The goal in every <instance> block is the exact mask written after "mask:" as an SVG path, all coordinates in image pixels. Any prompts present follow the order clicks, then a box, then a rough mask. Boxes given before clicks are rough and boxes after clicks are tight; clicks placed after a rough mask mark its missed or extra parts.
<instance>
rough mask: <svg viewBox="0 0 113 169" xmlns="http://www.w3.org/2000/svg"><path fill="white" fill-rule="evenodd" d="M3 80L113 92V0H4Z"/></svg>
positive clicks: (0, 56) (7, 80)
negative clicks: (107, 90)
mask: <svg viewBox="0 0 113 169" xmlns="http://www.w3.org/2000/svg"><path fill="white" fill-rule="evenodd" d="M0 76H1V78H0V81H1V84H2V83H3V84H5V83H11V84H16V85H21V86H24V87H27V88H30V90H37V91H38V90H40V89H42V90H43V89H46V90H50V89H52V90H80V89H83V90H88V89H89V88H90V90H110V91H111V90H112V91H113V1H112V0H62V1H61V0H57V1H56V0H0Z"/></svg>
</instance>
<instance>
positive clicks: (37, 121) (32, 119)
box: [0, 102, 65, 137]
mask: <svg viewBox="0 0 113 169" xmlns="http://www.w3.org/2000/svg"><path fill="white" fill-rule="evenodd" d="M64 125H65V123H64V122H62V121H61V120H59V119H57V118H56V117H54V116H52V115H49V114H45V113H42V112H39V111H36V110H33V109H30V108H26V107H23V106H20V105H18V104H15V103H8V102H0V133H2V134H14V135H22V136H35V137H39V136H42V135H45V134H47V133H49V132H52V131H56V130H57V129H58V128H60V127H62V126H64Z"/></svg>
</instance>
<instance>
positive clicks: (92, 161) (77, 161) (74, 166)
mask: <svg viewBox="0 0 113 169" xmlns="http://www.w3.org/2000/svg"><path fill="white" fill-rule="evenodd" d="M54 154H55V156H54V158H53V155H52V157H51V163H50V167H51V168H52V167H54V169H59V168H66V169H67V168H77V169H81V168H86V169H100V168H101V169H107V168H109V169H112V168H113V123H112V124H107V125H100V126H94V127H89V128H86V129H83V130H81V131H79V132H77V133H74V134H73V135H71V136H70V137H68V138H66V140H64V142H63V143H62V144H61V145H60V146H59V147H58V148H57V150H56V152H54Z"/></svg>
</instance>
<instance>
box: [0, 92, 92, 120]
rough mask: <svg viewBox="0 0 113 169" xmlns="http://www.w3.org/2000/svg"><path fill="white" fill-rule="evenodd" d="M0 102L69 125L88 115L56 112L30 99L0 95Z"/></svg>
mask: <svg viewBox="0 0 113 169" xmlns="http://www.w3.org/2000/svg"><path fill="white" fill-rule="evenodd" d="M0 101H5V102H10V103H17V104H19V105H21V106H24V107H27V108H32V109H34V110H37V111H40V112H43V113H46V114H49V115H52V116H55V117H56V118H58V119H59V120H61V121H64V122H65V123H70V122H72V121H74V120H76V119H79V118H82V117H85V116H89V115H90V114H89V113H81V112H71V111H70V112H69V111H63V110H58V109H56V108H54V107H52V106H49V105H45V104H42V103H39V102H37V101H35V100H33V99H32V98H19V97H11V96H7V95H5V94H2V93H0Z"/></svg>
==
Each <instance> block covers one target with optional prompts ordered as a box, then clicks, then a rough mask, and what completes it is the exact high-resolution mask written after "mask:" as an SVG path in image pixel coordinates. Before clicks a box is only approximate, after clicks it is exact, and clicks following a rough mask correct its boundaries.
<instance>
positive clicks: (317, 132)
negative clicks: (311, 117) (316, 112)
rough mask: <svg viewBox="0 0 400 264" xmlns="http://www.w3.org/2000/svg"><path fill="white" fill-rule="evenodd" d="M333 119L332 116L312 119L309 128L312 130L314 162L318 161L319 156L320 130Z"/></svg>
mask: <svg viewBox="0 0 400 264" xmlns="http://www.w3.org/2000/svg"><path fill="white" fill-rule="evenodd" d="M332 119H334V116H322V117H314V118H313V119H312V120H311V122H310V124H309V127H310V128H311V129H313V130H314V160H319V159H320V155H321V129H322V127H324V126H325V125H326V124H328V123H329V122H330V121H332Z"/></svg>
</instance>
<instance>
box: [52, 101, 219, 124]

> _EXERCISE_
Extract each line of the records above that contains the string "positive", and copy those lines in their original order.

> _RESULT OF THIS EXERCISE_
positive clicks: (0, 56) (7, 80)
positive clicks: (37, 121) (32, 119)
positive clicks: (92, 161) (77, 161) (74, 166)
positive clicks: (317, 132)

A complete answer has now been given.